[Passage shown]
So this is a continuation of the last thread that I started but in this one I will completely explain what I am doing. I am making a solar system simulation where the gravity of everything affects the the orbit of everything else. What I need to do right now is add together all the vectors of gravitational forces acting on a planet (from the sun and other planets) and then calculate out its resultant vector. I am not sure how to add 3D vectors and find the resultant. Below is the code for adding 2D vectors using an angle and magnitude, 0 degrees being north. //Take in number of vectors cout << "Enter Number of Vectors between 2 and 10" << endl; cin >> numberofvectors; //Take in vector data for(int i=0; i<numberofvectors; ++i) { system("cls"); FORMAT; cout << "Enter Mangnitude for " << i + 1 << endl; cin >> mag; cout << endl; cout << "Enter Angle for " << i + 1 << endl; cin >> ang; } //Calculate x and y component for ( int i = 0; i<numberofvectors; ++i) { x = x + (( mag)* (cos(2*pival*ang/360))) ; y = y + (( mag)* (sin(2*pival*ang/360))); } //Calculate Magnitude magnitude = sqrt((x*x) + (y*y)); //Calculate the angle theta = atan(y/x)*(180/pival); //Calculate the quadrent of angle if (x<0) { if(y>0) { theta = theta + 180; } } if (x<0) { if(y<0) { theta = theta + 180; } } if (x>0) { if(y<0) { theta = theta + 360; } } system("cls"); cout << "The x component of the resultant is " << x << endl; cout << "The y component of the resultant is " << y << endl; cout << "The magnitude of the resultant is " << magnitude << endl; cout << "The angle of the resultant is " << theta << endl; The question is how do I convert this code so it can do the same for 3D objects. Note: I will always have access to the x,y,z locations and the gravitational pull of every planet.

[Written task]
Answer from the solar system simulation post above:
(a) In the 2D code, which direction does 0 degrees represent?
(b) What range does the prompt give for the number of vectors entered?
(c) What does the poster say they will always have access to?

[Information provided]

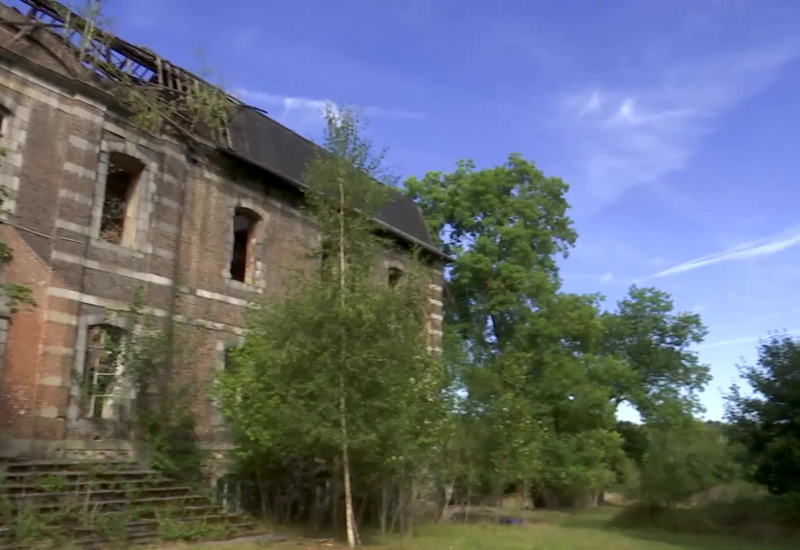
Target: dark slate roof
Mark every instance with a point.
(271, 146)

[Complete answer]
(a) North.
(b) Between 2 and 10.
(c) The x, y, z locations and the gravitational pull of every planet.